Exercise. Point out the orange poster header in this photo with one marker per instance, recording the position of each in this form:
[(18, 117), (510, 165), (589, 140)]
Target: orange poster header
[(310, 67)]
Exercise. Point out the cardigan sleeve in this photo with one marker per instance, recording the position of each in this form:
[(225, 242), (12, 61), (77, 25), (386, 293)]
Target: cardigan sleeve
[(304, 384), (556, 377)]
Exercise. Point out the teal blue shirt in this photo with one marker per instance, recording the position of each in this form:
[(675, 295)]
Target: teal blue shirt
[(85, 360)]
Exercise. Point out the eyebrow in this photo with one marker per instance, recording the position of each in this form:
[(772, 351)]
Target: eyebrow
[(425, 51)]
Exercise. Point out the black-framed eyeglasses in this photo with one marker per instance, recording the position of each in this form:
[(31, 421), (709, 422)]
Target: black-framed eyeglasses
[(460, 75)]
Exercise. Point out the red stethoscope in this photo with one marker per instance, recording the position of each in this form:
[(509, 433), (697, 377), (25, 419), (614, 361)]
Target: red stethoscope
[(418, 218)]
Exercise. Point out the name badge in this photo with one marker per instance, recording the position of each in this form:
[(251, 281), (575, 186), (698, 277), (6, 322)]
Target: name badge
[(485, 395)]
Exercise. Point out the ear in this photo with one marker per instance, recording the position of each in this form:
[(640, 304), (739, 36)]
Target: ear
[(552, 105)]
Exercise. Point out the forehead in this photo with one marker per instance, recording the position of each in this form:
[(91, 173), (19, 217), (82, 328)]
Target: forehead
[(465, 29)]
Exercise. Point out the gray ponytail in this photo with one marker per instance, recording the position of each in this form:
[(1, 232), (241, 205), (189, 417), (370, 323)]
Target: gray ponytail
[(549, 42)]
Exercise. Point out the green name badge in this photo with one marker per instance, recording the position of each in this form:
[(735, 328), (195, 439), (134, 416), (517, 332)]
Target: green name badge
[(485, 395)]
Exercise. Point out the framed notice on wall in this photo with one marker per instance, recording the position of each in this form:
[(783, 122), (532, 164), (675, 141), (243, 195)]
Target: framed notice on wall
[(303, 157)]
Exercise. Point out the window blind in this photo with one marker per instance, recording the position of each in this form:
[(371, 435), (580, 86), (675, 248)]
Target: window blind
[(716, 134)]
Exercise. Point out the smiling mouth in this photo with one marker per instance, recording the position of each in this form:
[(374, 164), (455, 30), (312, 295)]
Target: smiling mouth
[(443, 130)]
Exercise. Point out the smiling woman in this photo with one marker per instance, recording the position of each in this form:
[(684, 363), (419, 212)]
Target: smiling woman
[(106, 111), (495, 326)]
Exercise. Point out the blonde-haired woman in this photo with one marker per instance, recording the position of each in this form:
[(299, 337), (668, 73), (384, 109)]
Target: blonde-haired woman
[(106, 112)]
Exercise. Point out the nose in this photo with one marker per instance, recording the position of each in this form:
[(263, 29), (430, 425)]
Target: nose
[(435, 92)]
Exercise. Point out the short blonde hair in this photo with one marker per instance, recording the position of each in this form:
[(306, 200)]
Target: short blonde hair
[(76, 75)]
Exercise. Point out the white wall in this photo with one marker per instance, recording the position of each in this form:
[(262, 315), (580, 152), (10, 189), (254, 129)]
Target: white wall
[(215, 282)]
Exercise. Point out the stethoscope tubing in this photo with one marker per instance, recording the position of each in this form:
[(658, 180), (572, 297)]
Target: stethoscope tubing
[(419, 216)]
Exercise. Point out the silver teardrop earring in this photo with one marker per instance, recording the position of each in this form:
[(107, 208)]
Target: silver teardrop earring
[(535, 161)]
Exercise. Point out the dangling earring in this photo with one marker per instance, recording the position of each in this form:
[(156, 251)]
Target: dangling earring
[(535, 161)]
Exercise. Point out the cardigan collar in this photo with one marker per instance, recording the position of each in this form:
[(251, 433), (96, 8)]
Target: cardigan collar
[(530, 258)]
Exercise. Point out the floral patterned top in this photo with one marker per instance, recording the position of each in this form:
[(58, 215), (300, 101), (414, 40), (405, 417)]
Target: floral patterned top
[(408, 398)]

━━━━━━━━

Go through the listing and write out each line exactly.

ANSWER SECTION ::
Exercise. Point out the orange poster header in this photo with one marker per instance, recording the position of each in this form:
[(18, 117), (510, 165), (589, 140)]
Target: orange poster header
[(310, 67)]
Exercise. Point out the cardigan sleeve in this photo with one marker per instance, recording the position of each in this form:
[(225, 242), (12, 61), (77, 25), (386, 293)]
Target: cardigan sleeve
[(304, 384), (556, 377)]
Exercise. Point out the teal blue shirt in this photo with one marker per instance, recording the position of each in this form:
[(675, 295)]
Target: teal blue shirt
[(85, 360)]
Exercise. Point out the eyebrow in this photo with one marker per instance, recording the position of each in this form:
[(772, 351)]
Target: eyebrow
[(425, 51)]
Exercise. Point out the black-framed eyeglasses in this photo with one marker per instance, recording the position of each in this form:
[(31, 421), (709, 422)]
Target: black-framed eyeglasses
[(460, 75)]
Exercise. Point out the red stethoscope in this photo with one marker per instance, recording the position of each in this form:
[(509, 433), (697, 377), (25, 419), (614, 361)]
Target: red stethoscope
[(418, 218)]
Exercise. Point out the name badge in this photo with one marker per instance, recording the position of each in this form:
[(251, 281), (575, 186), (698, 277), (6, 322)]
Target: name badge
[(485, 395)]
Exercise. Point out the ear in this photo with one marker per instance, recording the position of each in this form:
[(640, 304), (739, 36)]
Target: ear
[(552, 105)]
Exercise. Point out the forehead in this photo with one marker per instance, recording the position of each in this form:
[(91, 173), (19, 217), (82, 328)]
Target: forehead
[(465, 29)]
Exercise. Point out the gray ponytail in this photo with one marker per instance, recording the position of each in this form:
[(1, 232), (241, 205), (189, 417), (370, 323)]
Target: gray ponytail
[(549, 42)]
Exercise. Point out the green name badge in this photo with one marker per instance, recording the position of each in this form:
[(735, 328), (195, 439), (134, 416), (517, 332)]
Target: green name badge
[(485, 395)]
Exercise. Point out the framed notice on wall in this photo with one marker per instance, recording the position of each in this form:
[(783, 122), (532, 164), (675, 141), (243, 195)]
Target: framed notice on wall
[(303, 157)]
Exercise. Point out the window blind in this photo with one marker per instance, recording the position of each in this form:
[(371, 435), (580, 86), (675, 248)]
Target: window blind
[(716, 134)]
Exercise. Point out the smiling mouth in this photo with one marker per instance, recording the position of each in this form:
[(374, 164), (455, 30), (312, 295)]
Target: smiling mouth
[(443, 130)]
Exercise. Point out the smiling woman in this photo with one marker per instance, recording the position of each in this form:
[(684, 363), (419, 212)]
Target: smiling woman
[(106, 111), (495, 326)]
Exercise. Point out the blonde-haired woman in this photo with one marker per instance, recording the position of each in this form:
[(299, 337), (668, 73), (384, 109)]
Target: blonde-haired woman
[(106, 112)]
Exercise. Point out the nose in this photo with one marker per instance, recording the position of each in this form:
[(263, 29), (430, 425)]
Target: nose
[(435, 92)]
Exercise. Point out the short blonde hair in this photo with one marker per instance, recording the position of each in this form:
[(306, 200)]
Target: short blonde hair
[(76, 75)]
Exercise. Point out the white wall in this photo with one marker per instance, recording the position of each in this form:
[(262, 315), (580, 152), (10, 189), (254, 129)]
Target: white wall
[(215, 282)]
Exercise. Point out the stethoscope tubing in this photo with one marker per instance, recording the position of each in this form:
[(658, 180), (572, 297)]
Target: stethoscope tubing
[(419, 216)]
Exercise. Point out the silver teardrop earring in this photo with one marker per instance, recording the position of each in this form:
[(107, 208)]
Target: silver teardrop earring
[(535, 161)]
Exercise. Point out the dangling earring in this photo with one marker per instance, recording the position of each in this form:
[(156, 251)]
Target: dangling earring
[(535, 161)]
Exercise. Point out the cardigan collar in this photo with one marker per instance, recording the position of each in this form:
[(251, 433), (96, 8)]
Target: cardigan collar
[(530, 258)]
Exercise. Point out the floral patterned top in this photo with one marker per instance, recording the position of each in this form:
[(58, 215), (300, 101), (414, 40), (405, 417)]
Target: floral patterned top
[(408, 398)]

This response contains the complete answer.